• **Textabschnitt**:
Portrait DRK-Mitarbeiter vor kirgisischer Landschaft
Ist inzwischen Experte rund um die vorausschauende humanitäre Hilfe: Shavkat Abdujabarov.

Ein Frühwarnprotokoll zu entwickeln, ist ein Schlüsselschritt, um in einem Land die vorausschauende humanitäre Hilfe einzuführen, weiß Shavkat Abdujabarov, Koordinator des FbF-Projekts von DRK und Kirgisischem Roten Halbmond. Es bedeutet Hilfe, die anläuft, bevor eine Katastrophe wie eine schwere Hitzewelle passiert ist – nicht erst währenddessen oder danach. Als internationaler Mitarbeiter nutzt er natürlich den englischen Fachbegriff „Early Action Protocol“ oder „EAP“, ganz wie bei der vorausschauenden humanitären Hilfe: Forecast-based Financing (FbF).

Unter Shavkat Abdujabarovs genauen Augen sind im Projekt zwei Frühwarnprotokolle entstanden – eines für Kältewellen und eines für Hitzewellen. Beide sind in den allerletzten Zügen vor ihrer offiziellen Bestätigung und Veröffentlichung, das Frühwarnprotokoll für Hitzewellen mit leichtem zeitlichen Vorsprung.

• **Zielsetzung A**: Geben Sie den Textabschnitt über die Frühwarnprotokolle vollständig und wortgetreu wieder.

• **Auszüge der Auflistung**:

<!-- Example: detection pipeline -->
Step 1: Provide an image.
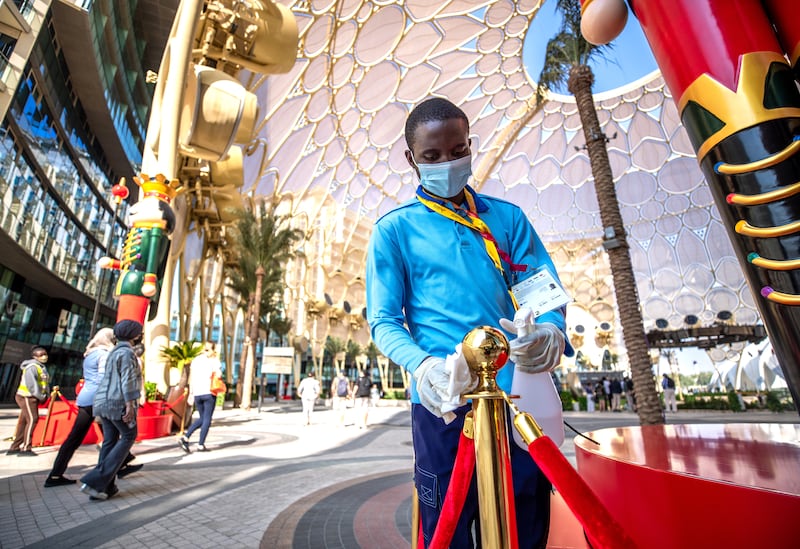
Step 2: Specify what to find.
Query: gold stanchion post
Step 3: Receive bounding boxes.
[462,326,518,549]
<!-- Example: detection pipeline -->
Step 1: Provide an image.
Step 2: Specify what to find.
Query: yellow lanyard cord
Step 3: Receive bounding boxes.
[417,187,528,310]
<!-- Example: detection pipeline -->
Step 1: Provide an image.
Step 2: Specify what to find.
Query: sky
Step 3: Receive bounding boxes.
[522,2,658,95]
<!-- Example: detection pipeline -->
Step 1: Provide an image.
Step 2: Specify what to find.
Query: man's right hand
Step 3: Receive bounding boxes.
[414,344,476,423]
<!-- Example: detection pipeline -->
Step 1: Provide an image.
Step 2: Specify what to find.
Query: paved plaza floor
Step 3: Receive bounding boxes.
[0,401,800,549]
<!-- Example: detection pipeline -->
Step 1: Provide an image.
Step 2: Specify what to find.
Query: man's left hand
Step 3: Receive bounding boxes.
[500,309,567,374]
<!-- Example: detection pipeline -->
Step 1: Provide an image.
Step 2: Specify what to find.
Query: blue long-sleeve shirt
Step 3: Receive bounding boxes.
[366,186,566,403]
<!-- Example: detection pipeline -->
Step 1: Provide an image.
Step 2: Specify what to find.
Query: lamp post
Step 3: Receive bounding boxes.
[89,177,130,339]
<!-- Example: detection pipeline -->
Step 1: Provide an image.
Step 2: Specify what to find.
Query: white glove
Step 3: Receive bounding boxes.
[500,307,567,374]
[414,343,477,423]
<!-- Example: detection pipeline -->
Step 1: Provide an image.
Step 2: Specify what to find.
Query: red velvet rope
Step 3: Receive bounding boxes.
[432,431,475,549]
[528,436,636,549]
[58,393,78,412]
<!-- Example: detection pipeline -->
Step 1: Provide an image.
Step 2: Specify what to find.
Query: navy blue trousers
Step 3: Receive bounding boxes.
[411,404,551,549]
[184,395,217,445]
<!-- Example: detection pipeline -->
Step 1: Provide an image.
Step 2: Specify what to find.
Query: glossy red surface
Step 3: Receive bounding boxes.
[633,0,783,99]
[575,423,800,548]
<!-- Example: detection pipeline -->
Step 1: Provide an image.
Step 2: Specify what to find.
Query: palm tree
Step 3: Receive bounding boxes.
[227,198,305,409]
[161,339,203,394]
[537,0,664,425]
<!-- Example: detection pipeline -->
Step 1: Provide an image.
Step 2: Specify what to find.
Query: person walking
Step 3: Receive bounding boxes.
[44,328,142,488]
[366,98,572,549]
[178,341,222,454]
[661,374,678,412]
[611,377,622,412]
[353,368,372,429]
[297,371,320,425]
[81,320,142,500]
[44,328,114,488]
[6,345,50,457]
[331,370,350,427]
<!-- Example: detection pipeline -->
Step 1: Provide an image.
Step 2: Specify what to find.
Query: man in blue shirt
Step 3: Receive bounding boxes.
[366,98,571,549]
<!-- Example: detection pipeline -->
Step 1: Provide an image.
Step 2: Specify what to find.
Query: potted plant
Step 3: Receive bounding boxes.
[161,339,203,429]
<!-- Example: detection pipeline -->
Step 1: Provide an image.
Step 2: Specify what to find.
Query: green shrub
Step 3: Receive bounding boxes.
[561,391,574,412]
[144,381,159,402]
[728,391,743,412]
[767,391,783,412]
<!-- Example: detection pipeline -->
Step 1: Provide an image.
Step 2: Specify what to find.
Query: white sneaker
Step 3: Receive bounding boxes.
[81,484,108,500]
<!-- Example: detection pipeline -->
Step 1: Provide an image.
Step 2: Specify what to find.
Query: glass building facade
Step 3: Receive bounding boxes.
[0,0,177,402]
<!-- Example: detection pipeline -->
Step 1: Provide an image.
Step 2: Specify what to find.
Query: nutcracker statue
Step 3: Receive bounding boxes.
[581,0,800,404]
[99,174,183,324]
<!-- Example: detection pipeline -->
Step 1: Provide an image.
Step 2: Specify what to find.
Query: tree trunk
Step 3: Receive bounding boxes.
[233,297,253,407]
[241,265,266,410]
[567,65,664,425]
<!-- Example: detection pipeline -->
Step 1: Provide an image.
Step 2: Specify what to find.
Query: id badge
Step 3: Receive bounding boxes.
[511,268,572,317]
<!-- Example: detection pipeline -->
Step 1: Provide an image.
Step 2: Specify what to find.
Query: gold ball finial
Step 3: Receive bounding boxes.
[461,326,509,390]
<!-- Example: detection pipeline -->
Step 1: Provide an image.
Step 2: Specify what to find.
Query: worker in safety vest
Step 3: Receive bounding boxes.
[6,346,50,456]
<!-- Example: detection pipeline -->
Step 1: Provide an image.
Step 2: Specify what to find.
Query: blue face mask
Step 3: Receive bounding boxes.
[411,154,472,198]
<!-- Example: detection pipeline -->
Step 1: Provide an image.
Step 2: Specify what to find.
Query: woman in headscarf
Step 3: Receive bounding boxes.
[44,328,115,488]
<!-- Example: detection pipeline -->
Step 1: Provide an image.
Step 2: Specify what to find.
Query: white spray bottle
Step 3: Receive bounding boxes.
[511,309,564,449]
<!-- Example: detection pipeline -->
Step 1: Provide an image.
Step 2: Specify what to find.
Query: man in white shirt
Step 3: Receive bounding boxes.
[297,371,320,425]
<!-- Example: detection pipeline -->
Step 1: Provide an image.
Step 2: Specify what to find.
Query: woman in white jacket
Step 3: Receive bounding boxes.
[178,341,222,454]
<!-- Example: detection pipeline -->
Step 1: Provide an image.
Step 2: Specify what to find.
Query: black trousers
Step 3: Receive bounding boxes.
[50,406,94,477]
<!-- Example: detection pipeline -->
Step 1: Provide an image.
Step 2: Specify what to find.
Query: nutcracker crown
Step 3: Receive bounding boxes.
[133,173,184,203]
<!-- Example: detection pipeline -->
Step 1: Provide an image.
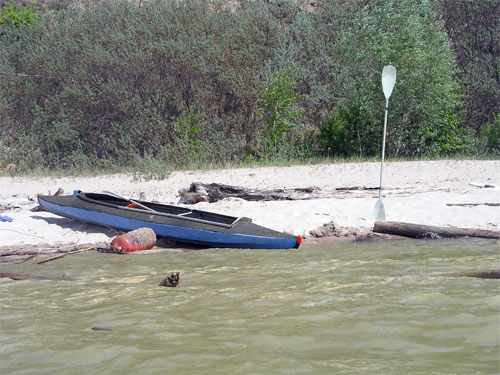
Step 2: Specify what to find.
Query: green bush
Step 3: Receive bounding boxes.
[0,3,38,27]
[317,103,381,157]
[260,68,303,154]
[486,115,500,156]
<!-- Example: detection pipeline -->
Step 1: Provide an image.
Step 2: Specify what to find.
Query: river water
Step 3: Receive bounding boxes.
[0,240,500,375]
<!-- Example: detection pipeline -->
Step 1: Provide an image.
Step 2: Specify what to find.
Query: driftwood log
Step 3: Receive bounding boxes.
[31,188,64,212]
[373,221,500,239]
[443,267,500,279]
[179,182,319,204]
[0,272,50,280]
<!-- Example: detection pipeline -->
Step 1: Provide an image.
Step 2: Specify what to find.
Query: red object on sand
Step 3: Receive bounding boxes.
[110,228,156,253]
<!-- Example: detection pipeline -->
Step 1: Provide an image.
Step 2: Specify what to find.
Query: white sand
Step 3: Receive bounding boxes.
[0,160,500,247]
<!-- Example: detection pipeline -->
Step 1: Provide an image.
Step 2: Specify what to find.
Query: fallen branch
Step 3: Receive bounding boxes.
[373,221,500,239]
[446,203,500,207]
[179,182,320,204]
[36,246,96,264]
[443,267,500,279]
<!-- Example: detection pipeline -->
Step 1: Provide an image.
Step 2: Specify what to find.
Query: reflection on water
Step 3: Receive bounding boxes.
[0,240,500,375]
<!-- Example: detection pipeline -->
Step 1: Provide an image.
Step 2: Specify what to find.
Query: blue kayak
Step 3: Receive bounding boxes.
[38,190,302,249]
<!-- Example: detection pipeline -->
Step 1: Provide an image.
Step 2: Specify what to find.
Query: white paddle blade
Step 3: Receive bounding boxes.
[372,198,385,221]
[382,65,396,100]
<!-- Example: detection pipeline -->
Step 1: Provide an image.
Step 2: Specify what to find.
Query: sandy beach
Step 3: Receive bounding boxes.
[0,160,500,247]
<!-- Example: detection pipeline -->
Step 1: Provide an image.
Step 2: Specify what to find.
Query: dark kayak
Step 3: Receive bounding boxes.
[38,190,302,249]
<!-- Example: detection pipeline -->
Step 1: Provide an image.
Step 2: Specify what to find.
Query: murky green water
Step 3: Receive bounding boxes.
[0,240,500,375]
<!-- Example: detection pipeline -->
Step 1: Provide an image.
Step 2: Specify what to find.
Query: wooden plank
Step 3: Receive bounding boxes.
[373,221,500,239]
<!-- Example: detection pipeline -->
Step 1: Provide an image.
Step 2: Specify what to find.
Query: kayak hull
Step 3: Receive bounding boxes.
[38,192,300,249]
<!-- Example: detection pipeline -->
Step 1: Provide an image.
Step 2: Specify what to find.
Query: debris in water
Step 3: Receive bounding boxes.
[158,272,181,288]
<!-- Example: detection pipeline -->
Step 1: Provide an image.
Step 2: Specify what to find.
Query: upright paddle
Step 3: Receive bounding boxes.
[372,65,396,221]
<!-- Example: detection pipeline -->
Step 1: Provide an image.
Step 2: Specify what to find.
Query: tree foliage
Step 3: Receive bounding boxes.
[0,0,492,170]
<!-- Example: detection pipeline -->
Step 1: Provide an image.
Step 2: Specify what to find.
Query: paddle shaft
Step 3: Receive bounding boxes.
[378,98,389,198]
[101,191,156,212]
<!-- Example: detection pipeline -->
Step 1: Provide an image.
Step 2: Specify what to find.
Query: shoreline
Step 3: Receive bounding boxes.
[0,160,500,248]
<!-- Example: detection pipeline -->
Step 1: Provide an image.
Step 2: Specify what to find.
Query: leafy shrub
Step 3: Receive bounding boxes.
[260,68,303,153]
[0,3,38,27]
[317,103,381,157]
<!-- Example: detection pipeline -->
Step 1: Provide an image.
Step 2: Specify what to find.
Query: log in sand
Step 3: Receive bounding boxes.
[373,221,500,239]
[178,182,320,204]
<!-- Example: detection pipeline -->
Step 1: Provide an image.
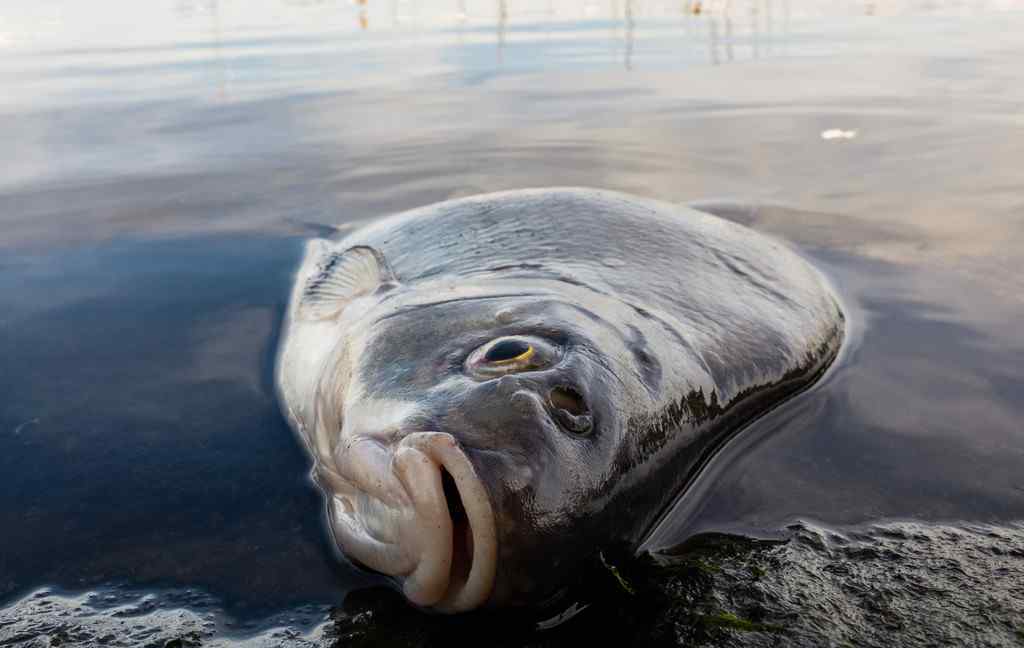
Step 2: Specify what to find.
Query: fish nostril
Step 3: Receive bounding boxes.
[548,387,594,435]
[548,387,587,417]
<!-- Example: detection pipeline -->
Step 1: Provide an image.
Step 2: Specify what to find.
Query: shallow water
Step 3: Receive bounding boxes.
[0,0,1024,633]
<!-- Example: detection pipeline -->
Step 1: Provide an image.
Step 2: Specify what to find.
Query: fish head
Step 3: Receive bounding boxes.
[279,242,679,612]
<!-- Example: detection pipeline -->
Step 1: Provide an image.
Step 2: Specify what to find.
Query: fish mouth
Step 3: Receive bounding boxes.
[318,432,498,612]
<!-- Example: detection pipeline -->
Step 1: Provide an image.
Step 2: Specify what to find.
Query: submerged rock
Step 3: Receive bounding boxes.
[0,522,1024,648]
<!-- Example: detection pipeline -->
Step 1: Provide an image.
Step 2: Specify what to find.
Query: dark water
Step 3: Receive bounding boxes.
[0,0,1024,633]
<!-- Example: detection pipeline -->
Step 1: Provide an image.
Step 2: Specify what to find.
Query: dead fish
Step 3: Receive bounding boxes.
[276,188,845,612]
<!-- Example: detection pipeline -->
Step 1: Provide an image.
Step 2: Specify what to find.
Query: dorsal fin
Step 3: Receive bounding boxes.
[296,246,397,319]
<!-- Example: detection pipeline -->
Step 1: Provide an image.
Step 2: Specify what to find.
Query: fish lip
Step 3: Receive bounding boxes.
[319,432,498,613]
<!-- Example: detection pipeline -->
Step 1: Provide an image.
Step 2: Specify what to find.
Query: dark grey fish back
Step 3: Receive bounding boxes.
[345,184,843,402]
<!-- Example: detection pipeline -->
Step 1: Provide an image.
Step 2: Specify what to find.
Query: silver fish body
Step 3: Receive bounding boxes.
[278,189,844,612]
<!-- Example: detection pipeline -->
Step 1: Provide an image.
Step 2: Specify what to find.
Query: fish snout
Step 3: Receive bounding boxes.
[328,432,498,612]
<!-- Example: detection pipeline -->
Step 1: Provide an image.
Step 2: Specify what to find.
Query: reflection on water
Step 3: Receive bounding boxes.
[0,0,1024,638]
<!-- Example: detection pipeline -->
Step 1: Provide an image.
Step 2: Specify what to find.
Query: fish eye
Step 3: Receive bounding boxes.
[483,339,534,362]
[466,336,559,378]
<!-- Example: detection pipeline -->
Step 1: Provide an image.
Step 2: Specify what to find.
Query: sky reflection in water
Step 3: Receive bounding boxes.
[0,0,1024,608]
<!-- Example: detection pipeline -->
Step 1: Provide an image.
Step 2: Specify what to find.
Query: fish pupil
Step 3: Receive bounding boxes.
[483,340,529,362]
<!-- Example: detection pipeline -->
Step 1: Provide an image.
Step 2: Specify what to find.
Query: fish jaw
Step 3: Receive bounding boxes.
[318,432,498,613]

• **Zielsetzung B**: Stellen Sie sämtliche Zeilen der Auflistung zusammen, in denen die Zeichenfolge „tree“ vorkommt. Achten Sie dabei auf Groß- und Kleinschreibung.

• **Vollständige Antwort A**:
Portrait DRK-Mitarbeiter vor kirgisischer Landschaft
Ist inzwischen Experte rund um die vorausschauende humanitäre Hilfe: Shavkat Abdujabarov.

Ein Frühwarnprotokoll zu entwickeln, ist ein Schlüsselschritt, um in einem Land die vorausschauende humanitäre Hilfe einzuführen, weiß Shavkat Abdujabarov, Koordinator des FbF-Projekts von DRK und Kirgisischem Roten Halbmond. Es bedeutet Hilfe, die anläuft, bevor eine Katastrophe wie eine schwere Hitzewelle passiert ist – nicht erst währenddessen oder danach. Als internationaler Mitarbeiter nutzt er natürlich den englischen Fachbegriff „Early Action Protocol“ oder „EAP“, ganz wie bei der vorausschauenden humanitären Hilfe: Forecast-based Financing (FbF).

Unter Shavkat Abdujabarovs genauen Augen sind im Projekt zwei Frühwarnprotokolle entstanden – eines für Kältewellen und eines für Hitzewellen. Beide sind in den allerletzten Zügen vor ihrer offiziellen Bestätigung und Veröffentlichung, das Frühwarnprotokoll für Hitzewellen mit leichtem zeitlichen Vorsprung.

• **Vollständige Antwort B**:
Query: palm tree
Query: tree trunk
Query: tree foliage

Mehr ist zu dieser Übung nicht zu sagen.